Problem statement: Once the line containing "Practice step: locate the gondola" appears, output it and each remaining line of the records below exactly, with no pictures and nothing more.

Segment Open

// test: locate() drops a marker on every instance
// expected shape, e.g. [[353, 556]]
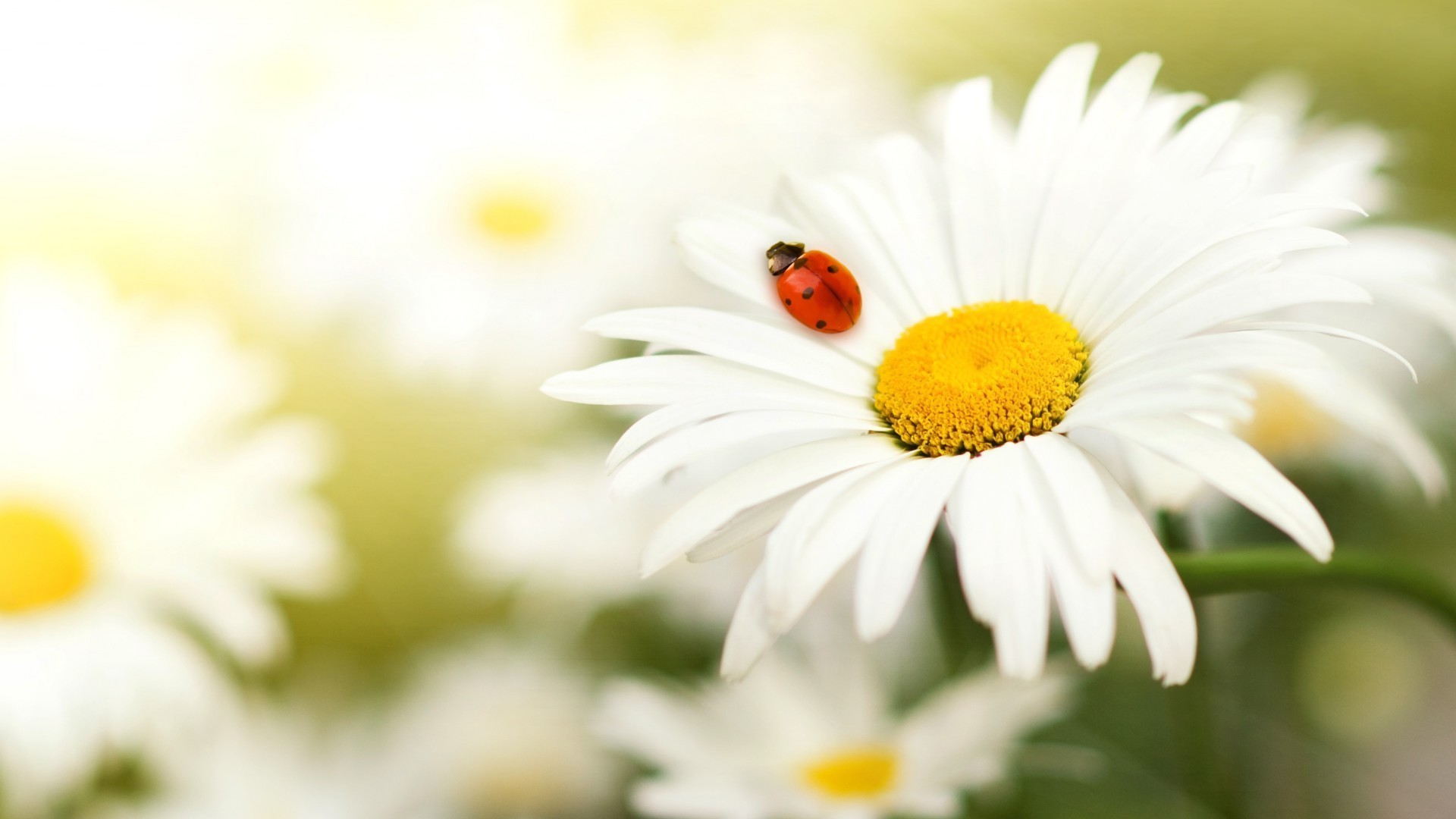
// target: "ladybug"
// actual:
[[816, 287]]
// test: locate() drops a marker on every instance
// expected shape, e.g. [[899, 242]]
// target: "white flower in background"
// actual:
[[1088, 278], [1346, 413], [487, 184], [136, 487], [819, 738], [491, 730], [277, 764], [570, 558]]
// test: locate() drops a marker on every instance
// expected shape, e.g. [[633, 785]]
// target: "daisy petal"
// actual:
[[1153, 588], [1235, 468], [816, 554], [674, 416], [1370, 413], [1047, 124], [748, 634], [743, 340], [973, 190], [909, 512], [666, 379], [758, 483], [1085, 599], [977, 528], [680, 447]]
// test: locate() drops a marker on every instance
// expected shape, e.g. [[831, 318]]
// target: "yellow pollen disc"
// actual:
[[513, 216], [42, 561], [1286, 423], [981, 376], [859, 773]]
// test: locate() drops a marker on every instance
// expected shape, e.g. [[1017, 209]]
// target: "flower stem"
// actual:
[[1263, 569]]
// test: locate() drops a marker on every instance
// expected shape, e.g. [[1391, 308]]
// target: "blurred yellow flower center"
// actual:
[[859, 773], [514, 216], [981, 376], [42, 561], [1285, 422]]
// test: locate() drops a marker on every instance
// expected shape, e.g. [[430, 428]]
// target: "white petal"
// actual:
[[743, 340], [1091, 180], [1085, 598], [746, 528], [728, 251], [1047, 126], [833, 215], [899, 539], [1367, 411], [1226, 302], [987, 485], [748, 634], [1194, 148], [819, 547], [783, 551], [758, 483], [669, 419], [1076, 490], [1235, 468], [680, 447], [667, 379], [1153, 588], [1331, 331], [1245, 253], [922, 251], [1024, 608], [974, 190]]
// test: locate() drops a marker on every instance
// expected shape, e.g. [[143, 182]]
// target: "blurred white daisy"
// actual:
[[1088, 278], [275, 763], [485, 184], [491, 730], [1362, 411], [819, 738], [137, 485], [568, 560]]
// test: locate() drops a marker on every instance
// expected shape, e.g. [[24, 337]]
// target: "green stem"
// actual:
[[1267, 569]]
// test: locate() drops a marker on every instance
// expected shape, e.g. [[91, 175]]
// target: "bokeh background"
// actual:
[[182, 149]]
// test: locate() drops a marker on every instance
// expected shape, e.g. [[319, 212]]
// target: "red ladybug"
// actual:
[[816, 289]]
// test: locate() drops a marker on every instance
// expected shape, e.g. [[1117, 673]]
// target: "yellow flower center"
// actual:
[[1286, 423], [514, 216], [861, 773], [981, 376], [42, 561]]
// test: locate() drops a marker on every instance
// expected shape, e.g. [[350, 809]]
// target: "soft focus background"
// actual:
[[414, 205]]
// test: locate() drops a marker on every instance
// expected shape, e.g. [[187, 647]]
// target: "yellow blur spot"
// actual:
[[514, 216], [862, 773], [981, 376], [42, 561], [1286, 423]]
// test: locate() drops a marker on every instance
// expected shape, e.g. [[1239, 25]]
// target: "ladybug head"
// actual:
[[783, 254]]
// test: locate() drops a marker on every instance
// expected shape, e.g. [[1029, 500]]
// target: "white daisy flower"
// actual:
[[820, 739], [1088, 278], [570, 560], [465, 194], [136, 487], [1345, 413], [491, 730], [275, 763]]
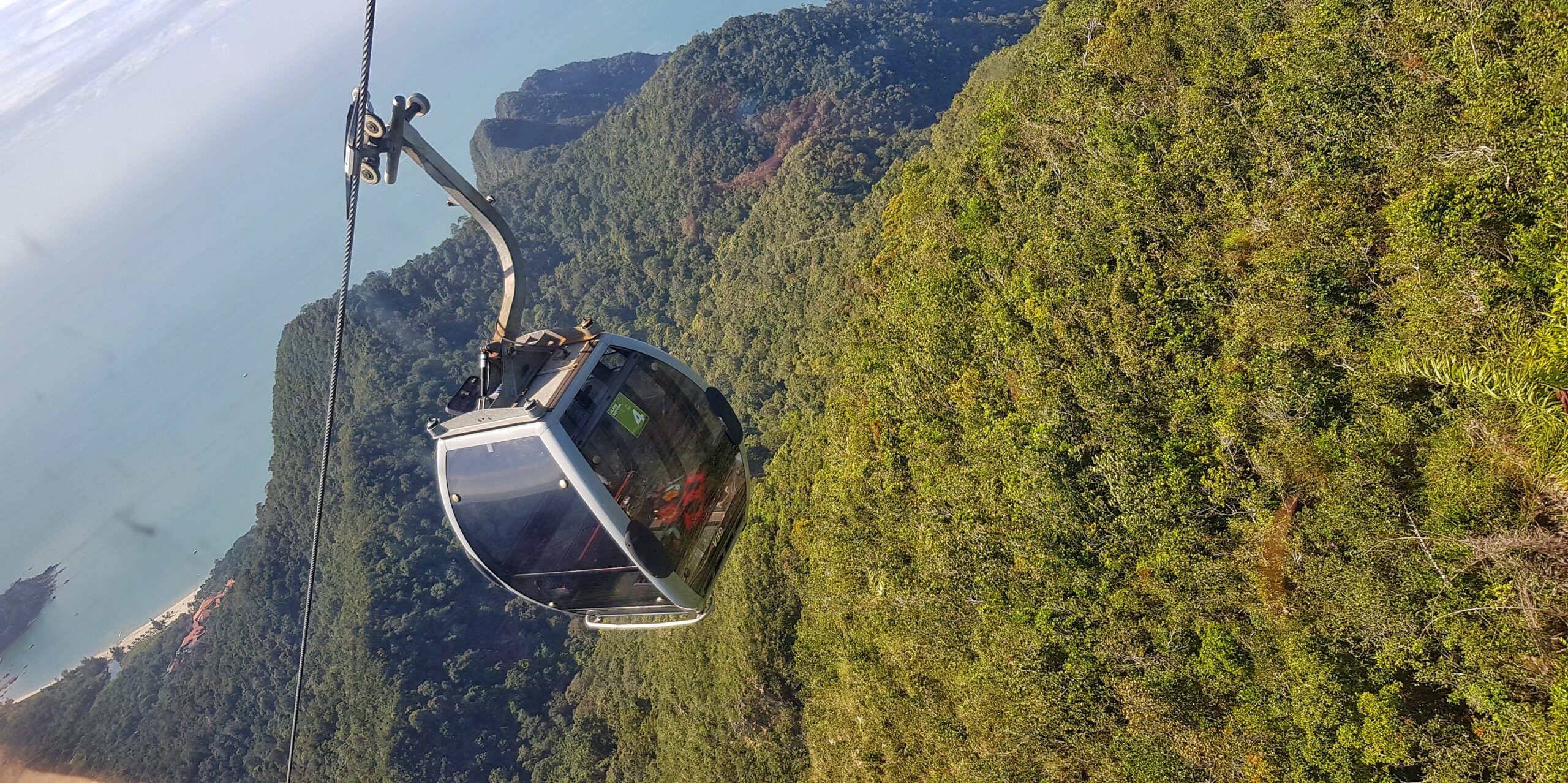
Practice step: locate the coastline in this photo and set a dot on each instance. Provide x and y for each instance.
(143, 631)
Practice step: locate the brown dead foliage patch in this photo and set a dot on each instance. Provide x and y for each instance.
(1275, 553)
(802, 116)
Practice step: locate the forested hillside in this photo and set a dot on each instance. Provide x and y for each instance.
(1186, 406)
(23, 603)
(422, 670)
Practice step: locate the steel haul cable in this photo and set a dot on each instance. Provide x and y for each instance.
(356, 130)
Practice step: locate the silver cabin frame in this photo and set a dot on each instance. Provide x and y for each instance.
(504, 424)
(537, 373)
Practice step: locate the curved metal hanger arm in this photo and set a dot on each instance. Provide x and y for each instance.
(513, 302)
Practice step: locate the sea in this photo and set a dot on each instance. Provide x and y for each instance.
(138, 349)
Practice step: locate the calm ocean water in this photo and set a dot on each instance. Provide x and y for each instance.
(138, 355)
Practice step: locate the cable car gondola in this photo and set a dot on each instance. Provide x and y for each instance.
(589, 473)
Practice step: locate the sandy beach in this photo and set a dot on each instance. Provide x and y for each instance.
(143, 631)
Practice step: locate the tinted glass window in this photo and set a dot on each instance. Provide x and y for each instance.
(665, 457)
(538, 537)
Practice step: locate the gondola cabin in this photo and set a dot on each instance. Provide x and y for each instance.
(595, 474)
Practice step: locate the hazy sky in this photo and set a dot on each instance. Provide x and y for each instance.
(170, 197)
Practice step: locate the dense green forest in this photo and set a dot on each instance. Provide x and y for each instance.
(1183, 406)
(422, 670)
(23, 603)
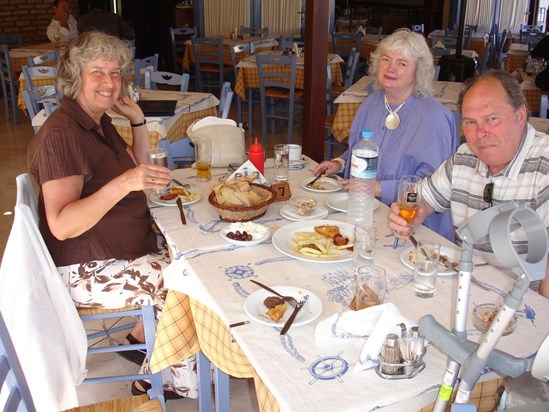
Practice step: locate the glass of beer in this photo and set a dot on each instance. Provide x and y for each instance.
(409, 195)
(203, 153)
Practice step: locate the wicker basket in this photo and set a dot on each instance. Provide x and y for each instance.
(245, 214)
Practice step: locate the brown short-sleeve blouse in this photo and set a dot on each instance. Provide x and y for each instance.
(69, 144)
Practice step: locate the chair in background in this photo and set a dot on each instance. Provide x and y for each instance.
(178, 36)
(10, 85)
(286, 42)
(526, 29)
(180, 152)
(225, 99)
(37, 71)
(343, 43)
(254, 32)
(418, 28)
(48, 59)
(39, 264)
(152, 79)
(277, 77)
(140, 64)
(208, 62)
(12, 40)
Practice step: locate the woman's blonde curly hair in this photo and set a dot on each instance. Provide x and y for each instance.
(85, 48)
(414, 47)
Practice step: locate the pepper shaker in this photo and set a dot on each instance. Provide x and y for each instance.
(390, 353)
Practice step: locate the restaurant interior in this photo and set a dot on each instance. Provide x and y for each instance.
(439, 21)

Segment Closed

Response to the exercise:
Practice step: locate the gondola cabin in this photo and set a dot on each instance. Provide x and y for each instance.
(595, 474)
Practice step: locate the hazy sky in this photo and set a dot on each instance. Provide x and y for each instance.
(170, 197)
Practice step: locate the dense green forest in this photo and set a dot on each instance. Provide x and y for each instance.
(1183, 406)
(422, 670)
(23, 603)
Practice step: locate the glass of beer in this photo and set a dot on each instance. Provide x and y for each instance.
(409, 195)
(203, 153)
Practice step: locate the wicker basket in this photo and set a dot on each instance. Provide x and y for each instance.
(245, 214)
Practice step: locate the brown short-sleeve blouse in this photo and set a dot on each instance. Provide x and y for each instance.
(69, 144)
Practice step: locate the chair in background in this photo and set a dot on each instance. Provide x and y for each instance.
(178, 36)
(10, 85)
(286, 42)
(526, 29)
(180, 152)
(225, 99)
(37, 71)
(343, 43)
(254, 32)
(418, 28)
(48, 59)
(39, 264)
(152, 79)
(277, 77)
(140, 64)
(208, 62)
(12, 40)
Practice step: locate the woman's blonde curly hair in this photo and set a dot on each instance. Provide x and y for each instance.
(85, 48)
(414, 47)
Practice step: locate the pepper shaker in this photo and set a dot on each instance. Provide x and y for each instance.
(390, 353)
Practice step: locate the restaurant interior in this photo and set a dot on each instance. Provide x and y for each instance.
(439, 21)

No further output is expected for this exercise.